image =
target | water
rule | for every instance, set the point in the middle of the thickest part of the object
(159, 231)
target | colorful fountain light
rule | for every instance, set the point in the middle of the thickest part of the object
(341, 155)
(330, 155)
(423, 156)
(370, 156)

#### Work instructions:
In full and without deviation, reproduce the entries above.

#### Response area:
image =
target | water
rule | for every instance, set the point in the middle of the thickest part of the object
(159, 231)
target | colorful fountain light
rule | for every instance, set the point in the middle of the thickest part of the object
(341, 155)
(330, 155)
(423, 156)
(370, 156)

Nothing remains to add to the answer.